- STATED TASK 1
Give as a numbered list every line of the records from the line containing "Q: Identify a point on each instance of the crushed" down through the line containing "[(520, 269)]", leaving out any blank lines.

- GIVEN TEXT
Millions of people around the world speak so-called 'clause chaining' languages. Speakers of these languages often use extra-long sentences that differ dramatically in structure--and likely require different cognitive processes to plan--than those of English. These extra-long sentences are called clause chains because they involve 'chains' of mini-sentences, or clauses. Despite being relatively easy to find in the world's languages, clause chains have had little impact on mainstream linguistic theory.
Indeed, for some time, much of linguistics has centred around short, English-like sentences. This approach overlooks both the fact that often we don't speak in complete sentences, but also that many languages have a different type of structure, where you can actually tell a whole story in one sentence, where in English the same story would have to be a whole series of sentences. In these languages you have a bunch of verbs ending in forms like the English 'ing': 'this morning waking up, brushing my teeth, doing this, seeing my friend, she coming in to tell me good morning, going to the store, buying something, going home.' It sounds like someone is listing something on and on. Then at the very end usually there is a fall in pitch, you have a tense marker (a form in language that establishes time in reference to the moment of speaking) that doesn't occur elsewhere in the sentence, as you would in English.

- STATED TASK 2
Summarize the passage on clause-chaining languages in two sentences.

(Entries from a point annotation set)
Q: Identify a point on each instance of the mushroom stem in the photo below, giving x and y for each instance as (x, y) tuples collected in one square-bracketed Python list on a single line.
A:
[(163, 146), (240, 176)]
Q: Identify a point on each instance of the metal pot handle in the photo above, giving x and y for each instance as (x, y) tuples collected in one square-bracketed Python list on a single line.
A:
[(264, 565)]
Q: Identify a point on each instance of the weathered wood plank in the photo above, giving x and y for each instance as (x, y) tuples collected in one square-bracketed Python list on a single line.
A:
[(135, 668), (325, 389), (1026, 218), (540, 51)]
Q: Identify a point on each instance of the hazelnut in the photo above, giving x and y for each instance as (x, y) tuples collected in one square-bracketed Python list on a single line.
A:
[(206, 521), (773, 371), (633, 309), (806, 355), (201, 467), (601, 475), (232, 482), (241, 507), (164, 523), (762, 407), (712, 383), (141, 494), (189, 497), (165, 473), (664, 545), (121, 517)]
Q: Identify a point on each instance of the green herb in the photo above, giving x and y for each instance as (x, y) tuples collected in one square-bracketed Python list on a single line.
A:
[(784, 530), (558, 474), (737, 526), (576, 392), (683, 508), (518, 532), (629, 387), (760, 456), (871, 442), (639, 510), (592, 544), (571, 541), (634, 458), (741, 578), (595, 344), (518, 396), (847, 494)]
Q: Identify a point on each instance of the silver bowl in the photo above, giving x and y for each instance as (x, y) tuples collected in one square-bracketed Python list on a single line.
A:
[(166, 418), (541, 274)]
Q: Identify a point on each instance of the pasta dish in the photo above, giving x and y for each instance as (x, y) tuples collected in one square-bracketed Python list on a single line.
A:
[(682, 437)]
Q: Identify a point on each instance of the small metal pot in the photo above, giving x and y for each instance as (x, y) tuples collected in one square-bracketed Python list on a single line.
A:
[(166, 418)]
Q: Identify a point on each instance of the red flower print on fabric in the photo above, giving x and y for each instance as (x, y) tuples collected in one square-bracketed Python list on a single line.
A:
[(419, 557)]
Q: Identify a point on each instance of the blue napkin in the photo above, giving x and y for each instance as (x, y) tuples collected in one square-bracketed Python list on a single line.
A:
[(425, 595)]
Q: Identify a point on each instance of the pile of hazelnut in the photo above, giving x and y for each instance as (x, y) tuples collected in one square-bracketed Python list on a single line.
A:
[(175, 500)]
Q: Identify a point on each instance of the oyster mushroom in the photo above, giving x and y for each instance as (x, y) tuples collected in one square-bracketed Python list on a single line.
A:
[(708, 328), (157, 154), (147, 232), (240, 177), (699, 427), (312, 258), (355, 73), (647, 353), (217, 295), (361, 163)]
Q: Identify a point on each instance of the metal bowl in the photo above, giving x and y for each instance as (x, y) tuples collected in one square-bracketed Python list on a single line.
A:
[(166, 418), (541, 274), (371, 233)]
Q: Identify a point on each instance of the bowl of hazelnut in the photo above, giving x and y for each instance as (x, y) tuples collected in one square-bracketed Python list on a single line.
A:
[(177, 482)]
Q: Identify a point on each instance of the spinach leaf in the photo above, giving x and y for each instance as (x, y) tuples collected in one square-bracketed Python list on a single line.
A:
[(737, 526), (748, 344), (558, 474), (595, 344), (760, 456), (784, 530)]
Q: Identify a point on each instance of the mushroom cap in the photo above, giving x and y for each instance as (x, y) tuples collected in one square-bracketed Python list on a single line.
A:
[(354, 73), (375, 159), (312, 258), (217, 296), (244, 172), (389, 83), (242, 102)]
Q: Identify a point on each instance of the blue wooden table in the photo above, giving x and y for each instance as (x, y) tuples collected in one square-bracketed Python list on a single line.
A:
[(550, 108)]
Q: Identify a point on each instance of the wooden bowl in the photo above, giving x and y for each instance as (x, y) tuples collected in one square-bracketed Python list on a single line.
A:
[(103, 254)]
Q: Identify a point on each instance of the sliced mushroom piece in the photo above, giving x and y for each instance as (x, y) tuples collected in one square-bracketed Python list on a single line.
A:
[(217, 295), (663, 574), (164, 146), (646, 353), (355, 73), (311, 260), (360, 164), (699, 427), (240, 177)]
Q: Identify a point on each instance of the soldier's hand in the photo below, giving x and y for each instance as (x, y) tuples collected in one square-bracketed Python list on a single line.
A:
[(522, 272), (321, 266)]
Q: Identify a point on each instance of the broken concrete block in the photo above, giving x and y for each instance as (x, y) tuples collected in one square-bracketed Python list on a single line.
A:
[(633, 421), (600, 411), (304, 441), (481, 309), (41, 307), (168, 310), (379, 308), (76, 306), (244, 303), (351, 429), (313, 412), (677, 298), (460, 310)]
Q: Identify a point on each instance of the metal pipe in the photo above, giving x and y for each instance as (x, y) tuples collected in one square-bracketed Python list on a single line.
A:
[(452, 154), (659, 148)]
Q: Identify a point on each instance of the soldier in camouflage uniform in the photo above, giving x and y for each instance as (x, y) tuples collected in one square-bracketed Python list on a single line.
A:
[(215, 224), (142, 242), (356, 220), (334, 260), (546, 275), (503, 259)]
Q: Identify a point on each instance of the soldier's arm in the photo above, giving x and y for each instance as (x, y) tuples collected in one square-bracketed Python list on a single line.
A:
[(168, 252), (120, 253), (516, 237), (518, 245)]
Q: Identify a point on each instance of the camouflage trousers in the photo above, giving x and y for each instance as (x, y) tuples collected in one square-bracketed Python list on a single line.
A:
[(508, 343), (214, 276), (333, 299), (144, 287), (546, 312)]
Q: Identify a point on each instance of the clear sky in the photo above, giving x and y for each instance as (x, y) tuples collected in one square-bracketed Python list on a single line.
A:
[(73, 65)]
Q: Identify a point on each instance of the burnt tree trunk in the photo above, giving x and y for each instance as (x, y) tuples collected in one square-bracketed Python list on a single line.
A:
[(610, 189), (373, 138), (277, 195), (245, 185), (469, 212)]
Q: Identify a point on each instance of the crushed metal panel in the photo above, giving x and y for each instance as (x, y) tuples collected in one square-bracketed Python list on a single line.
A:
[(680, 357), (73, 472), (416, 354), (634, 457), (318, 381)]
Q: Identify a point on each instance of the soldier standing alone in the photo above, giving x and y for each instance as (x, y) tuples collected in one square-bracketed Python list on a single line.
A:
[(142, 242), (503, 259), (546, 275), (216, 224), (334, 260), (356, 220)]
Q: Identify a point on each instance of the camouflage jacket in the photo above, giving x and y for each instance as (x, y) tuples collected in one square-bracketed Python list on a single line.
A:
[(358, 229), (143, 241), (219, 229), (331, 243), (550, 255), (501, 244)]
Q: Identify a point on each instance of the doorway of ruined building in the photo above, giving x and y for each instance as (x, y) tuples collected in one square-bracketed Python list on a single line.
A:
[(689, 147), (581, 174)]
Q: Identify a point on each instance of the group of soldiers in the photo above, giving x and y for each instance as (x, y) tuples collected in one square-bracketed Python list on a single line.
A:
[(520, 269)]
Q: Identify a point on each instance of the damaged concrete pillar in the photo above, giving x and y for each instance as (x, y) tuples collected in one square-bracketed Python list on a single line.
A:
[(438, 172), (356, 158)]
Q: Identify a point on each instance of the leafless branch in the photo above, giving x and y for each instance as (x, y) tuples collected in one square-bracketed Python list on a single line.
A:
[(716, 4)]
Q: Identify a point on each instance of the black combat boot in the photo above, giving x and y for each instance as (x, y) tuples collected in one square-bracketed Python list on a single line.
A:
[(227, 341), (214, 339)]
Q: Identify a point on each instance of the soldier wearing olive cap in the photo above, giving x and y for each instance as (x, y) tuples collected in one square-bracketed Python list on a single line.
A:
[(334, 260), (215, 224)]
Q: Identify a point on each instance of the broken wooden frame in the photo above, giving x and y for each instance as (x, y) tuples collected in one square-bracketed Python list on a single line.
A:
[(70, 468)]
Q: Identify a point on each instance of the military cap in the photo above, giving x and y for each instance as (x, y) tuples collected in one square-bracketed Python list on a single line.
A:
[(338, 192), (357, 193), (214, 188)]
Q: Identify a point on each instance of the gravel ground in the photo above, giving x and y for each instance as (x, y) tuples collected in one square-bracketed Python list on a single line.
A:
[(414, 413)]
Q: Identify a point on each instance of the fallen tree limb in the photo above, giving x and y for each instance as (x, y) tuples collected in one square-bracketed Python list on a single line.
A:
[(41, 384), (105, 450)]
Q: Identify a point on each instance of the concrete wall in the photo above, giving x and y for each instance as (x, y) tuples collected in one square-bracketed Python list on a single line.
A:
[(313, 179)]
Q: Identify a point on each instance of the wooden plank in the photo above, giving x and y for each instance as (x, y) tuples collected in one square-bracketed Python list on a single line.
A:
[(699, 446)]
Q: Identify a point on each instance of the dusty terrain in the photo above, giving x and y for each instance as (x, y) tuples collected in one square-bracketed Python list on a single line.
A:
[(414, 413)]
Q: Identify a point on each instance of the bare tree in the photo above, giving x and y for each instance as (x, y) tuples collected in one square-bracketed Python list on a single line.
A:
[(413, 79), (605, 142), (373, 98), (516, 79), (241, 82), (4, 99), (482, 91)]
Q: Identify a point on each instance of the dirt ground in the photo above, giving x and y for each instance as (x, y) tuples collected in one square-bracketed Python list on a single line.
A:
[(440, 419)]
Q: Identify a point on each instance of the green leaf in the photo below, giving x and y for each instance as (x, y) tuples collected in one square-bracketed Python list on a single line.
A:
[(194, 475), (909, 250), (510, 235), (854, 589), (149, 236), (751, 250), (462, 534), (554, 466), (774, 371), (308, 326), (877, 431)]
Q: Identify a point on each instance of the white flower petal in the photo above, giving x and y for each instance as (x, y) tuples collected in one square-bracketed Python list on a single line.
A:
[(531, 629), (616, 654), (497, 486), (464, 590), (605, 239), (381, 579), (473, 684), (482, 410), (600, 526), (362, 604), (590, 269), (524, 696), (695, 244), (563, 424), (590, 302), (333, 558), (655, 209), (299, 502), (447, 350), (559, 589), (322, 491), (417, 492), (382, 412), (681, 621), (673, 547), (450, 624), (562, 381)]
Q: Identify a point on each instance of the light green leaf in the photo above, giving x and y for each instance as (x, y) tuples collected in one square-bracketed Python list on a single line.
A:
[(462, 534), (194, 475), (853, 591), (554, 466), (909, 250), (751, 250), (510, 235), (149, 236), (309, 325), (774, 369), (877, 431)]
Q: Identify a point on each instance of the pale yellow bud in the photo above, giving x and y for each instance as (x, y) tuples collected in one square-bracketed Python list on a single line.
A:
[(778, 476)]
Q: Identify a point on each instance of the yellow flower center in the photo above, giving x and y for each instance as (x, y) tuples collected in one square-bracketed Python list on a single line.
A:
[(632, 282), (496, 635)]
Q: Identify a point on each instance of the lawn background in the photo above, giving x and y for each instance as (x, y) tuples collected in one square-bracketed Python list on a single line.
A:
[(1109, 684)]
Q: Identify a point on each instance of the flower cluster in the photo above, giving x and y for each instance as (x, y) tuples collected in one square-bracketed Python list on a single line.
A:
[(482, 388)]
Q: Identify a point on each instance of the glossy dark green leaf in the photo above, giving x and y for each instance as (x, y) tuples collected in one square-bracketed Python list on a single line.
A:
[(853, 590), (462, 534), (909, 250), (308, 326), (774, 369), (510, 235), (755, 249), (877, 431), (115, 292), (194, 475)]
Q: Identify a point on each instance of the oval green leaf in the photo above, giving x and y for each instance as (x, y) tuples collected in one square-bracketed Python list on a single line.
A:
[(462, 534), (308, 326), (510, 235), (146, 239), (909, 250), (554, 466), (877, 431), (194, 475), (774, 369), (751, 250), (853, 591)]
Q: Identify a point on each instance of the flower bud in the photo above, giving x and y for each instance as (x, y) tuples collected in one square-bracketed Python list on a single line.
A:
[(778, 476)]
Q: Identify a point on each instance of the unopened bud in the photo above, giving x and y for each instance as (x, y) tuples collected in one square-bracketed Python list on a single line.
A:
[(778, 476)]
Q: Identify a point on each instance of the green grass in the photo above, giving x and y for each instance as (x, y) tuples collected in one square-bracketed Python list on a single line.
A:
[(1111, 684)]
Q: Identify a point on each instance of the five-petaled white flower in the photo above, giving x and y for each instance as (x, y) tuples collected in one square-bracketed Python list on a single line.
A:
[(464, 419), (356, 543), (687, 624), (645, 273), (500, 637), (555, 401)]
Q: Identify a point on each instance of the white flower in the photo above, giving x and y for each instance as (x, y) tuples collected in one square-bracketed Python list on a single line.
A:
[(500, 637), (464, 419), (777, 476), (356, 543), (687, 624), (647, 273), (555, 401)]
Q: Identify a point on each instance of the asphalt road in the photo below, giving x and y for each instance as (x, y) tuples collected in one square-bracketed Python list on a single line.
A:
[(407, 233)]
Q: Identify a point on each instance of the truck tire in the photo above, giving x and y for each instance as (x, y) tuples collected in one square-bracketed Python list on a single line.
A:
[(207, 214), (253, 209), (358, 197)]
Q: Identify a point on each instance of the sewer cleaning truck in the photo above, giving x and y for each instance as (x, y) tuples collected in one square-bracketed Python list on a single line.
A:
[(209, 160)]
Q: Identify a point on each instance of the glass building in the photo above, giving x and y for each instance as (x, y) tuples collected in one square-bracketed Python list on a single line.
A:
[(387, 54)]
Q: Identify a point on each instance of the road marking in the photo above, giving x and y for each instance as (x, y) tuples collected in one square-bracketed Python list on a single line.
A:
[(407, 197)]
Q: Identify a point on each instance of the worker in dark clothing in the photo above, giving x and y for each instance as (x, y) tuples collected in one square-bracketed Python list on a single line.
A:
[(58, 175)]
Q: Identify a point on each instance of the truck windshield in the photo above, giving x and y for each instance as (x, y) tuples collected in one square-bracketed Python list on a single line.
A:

- FULL ANSWER 1
1. Q: Identify a point on each instance of the crushed metal panel in the photo above, giving x and y for each instance as (x, y) tuples collected in one square-bracketed Python list on a single line.
2. A:
3. [(680, 357), (73, 472), (416, 354), (634, 457), (318, 381)]
4. Q: Identify a point on each instance of the soldier standing alone in the photo above, giving x and y for each instance as (x, y) tuples collected in one square-bracketed Python list on a single line.
5. A:
6. [(142, 242), (503, 259), (546, 275), (216, 224), (334, 260), (356, 220)]
7. Q: Identify a point on each instance of the camouflage jacket in the photo above, giving x and y for each instance as (x, y) tuples collected in one square-bracketed Python list on a single line.
8. A:
9. [(358, 229), (143, 241), (219, 229), (331, 243), (550, 255), (501, 244)]
10. Q: Identify a point on each instance of the doorway of ruined building in the photo above, giving x and y for each instance as (x, y) tuples collected in one square-bracketed Python list on a single line.
11. A:
12. [(689, 147), (581, 174)]
13. Q: Identify a point on each instance of the group of soldiers in the photo above, giving x and y for each instance as (x, y) tuples collected in one square-bracketed Python list on a single line.
14. A:
15. [(520, 269)]

- FULL ANSWER 2
Millions of people speak clause-chaining languages, whose extra-long sentences are built from chains of clauses and differ sharply in structure from English, yet these languages have had little impact on mainstream linguistic theory, which has centered on short, English-like sentences. In such languages a whole story can be told in a single sentence through a string of verbs in forms like the English "-ing," usually ending with a fall in pitch and a tense marker that appears nowhere else in the sentence.